• Problem requirements: Would you give again, exactly, the lines running from the line with "[mark] caiman leg" to the end of the data below, both included?

• Material for this exercise:
·····

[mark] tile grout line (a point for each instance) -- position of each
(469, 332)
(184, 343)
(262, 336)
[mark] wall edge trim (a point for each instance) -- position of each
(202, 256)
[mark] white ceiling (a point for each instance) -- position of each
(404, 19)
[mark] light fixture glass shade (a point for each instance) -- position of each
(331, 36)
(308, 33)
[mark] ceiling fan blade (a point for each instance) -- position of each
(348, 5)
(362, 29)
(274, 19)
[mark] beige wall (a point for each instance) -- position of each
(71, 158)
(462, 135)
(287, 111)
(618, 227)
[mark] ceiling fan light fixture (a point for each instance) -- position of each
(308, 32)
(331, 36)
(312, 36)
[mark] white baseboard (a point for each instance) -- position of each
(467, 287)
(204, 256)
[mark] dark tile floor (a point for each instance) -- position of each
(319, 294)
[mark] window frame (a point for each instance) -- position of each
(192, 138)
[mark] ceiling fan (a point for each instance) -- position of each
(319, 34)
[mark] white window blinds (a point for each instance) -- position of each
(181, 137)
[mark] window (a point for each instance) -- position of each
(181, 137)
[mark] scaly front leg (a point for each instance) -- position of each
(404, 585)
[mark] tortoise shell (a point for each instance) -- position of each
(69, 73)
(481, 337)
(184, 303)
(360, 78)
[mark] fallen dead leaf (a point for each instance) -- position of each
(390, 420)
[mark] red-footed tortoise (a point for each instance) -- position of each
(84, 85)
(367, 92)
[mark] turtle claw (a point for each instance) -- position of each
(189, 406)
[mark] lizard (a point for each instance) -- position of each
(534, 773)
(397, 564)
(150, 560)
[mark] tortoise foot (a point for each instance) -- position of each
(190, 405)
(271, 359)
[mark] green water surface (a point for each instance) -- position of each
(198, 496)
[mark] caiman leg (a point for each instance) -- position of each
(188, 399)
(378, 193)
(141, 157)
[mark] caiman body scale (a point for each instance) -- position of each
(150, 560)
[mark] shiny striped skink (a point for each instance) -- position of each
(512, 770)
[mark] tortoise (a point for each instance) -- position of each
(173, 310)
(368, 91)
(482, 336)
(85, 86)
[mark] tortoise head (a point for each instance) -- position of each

·····

• Solved problem:
[mark] caiman leg (a point for each instance) -- position of each
(188, 399)
(378, 193)
(141, 157)
[mark] caiman body scale (a point for each instance) -- position of each
(150, 560)
[mark] shiny striped skink (a point for each instance) -- position of each
(512, 770)
[mark] tortoise (a point for each instance) -- position of each
(173, 310)
(368, 91)
(482, 336)
(85, 86)
[mark] tortoise head (a point for each instance) -- position of each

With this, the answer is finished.